What you need to do:
• A. Copy the context engineering note from "Type: note ·" to "all of these.".
• B. In the note on context engineering, what loading frequencies appear in the instruction-specificity/loading-frequency match? List them in the order the note gives.
• C. Resume the note on context engineering, starting right after its last sentence.

Context engineering

Type: note · Status: seedling · Tags: computational-model

The architecture and machinery for getting the right knowledge into a bounded context at the right time. Distillation — compressing knowledge for a specific task under a context budget — is the main operation, but not the only one. Routing (what not to load), scoping (what each consumer sees), and maintenance (pruning accumulated debris) are also context engineering operations. Context engineering is the system that orchestrates all of these.

Anthropic defines it as "strategies for curating and maintaining the optimal set of tokens during LLM inference" (Anthropic, 2025). This KB's treatment is consistent but more structural — context engineering decomposes into components:

Routing — deciding what knowledge is relevant before loading it. The instruction-specificity/loading-frequency match (always-loaded → on-reference → on-invoke → on-demand) is routing. CLAUDE.md as a router is routing. Retrieval-oriented descriptions that let agents decide "don't follow this" without loading the target are routing.

Information shown:
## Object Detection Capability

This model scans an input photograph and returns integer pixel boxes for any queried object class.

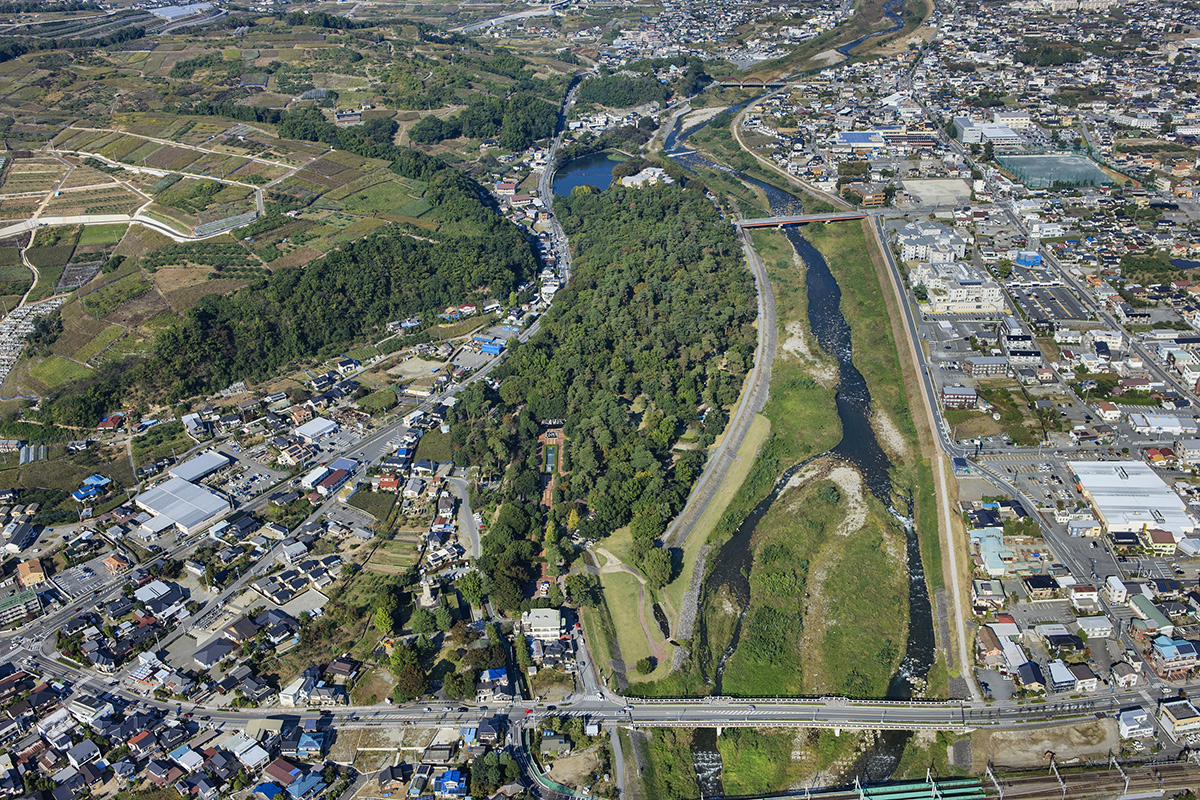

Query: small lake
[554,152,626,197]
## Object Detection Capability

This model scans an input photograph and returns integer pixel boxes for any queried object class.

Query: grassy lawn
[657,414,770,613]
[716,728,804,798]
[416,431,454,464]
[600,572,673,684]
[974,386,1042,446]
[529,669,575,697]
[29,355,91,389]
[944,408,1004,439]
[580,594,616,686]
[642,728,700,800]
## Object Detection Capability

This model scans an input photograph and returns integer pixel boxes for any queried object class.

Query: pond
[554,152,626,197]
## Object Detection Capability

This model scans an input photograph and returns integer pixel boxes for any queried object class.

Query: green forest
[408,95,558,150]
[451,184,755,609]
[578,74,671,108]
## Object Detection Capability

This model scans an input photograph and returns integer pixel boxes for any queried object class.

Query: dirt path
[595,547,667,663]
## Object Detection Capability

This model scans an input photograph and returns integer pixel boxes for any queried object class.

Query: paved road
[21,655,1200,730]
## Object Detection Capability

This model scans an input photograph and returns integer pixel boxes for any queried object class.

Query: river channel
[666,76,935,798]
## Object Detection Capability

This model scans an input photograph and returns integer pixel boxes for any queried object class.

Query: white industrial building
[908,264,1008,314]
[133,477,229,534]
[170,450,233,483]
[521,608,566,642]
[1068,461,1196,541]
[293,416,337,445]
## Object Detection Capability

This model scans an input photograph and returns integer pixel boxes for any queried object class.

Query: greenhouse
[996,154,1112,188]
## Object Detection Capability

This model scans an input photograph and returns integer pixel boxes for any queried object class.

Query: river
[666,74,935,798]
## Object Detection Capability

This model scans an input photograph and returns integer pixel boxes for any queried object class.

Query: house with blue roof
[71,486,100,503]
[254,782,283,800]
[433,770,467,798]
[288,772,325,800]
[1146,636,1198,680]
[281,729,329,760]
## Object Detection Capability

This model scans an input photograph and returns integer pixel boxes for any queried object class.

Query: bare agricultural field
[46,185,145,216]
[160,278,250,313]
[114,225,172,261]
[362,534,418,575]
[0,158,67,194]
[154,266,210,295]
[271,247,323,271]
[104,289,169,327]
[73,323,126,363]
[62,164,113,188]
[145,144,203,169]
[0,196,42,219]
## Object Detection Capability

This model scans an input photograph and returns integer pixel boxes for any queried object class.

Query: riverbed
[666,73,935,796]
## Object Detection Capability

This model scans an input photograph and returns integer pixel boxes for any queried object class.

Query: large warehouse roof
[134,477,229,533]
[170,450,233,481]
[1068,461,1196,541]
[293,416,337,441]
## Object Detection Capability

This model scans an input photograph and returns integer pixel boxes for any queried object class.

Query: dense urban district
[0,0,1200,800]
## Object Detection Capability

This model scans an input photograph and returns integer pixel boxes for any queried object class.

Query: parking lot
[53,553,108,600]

Answer set:
• A.
Type: note · Status: seedling · Tags: computational-model

The architecture and machinery for getting the right knowledge into a bounded context at the right time. Distillation — compressing knowledge for a specific task under a context budget — is the main operation, but not the only one. Routing (what not to load), scoping (what each consumer sees), and maintenance (pruning accumulated debris) are also context engineering operations. Context engineering is the system that orchestrates all of these.

• B.
always-loaded
on-reference
on-invoke
on-demand

• C.
Loading — assembling the prompt from selected knowledge. The select function in the bounded-context orchestration model formalizes this: given state K and budget M, build prompt P with |P| ≤ M. Loading includes both what to include and how to frame it — the same knowledge under different framing has different extractable value.

Scoping — isolating what each consumer sees. Sub-agents as lexically scoped frames is scoping. The flat context has no scoping; architecture must impose it.

Maintenance — keeping loaded context healthy over time. Compaction, observation masking, and the workshop layer's holistic-rewrite discipline are maintenance. Without maintenance, context accumulates debris that degrades reasoning even when token counts are low.

The bounded-context orchestration model is the formal treatment of this machinery — the solve loop where the symbolic scheduler drives routing, loading, and scoping decisions for each bounded LLM call.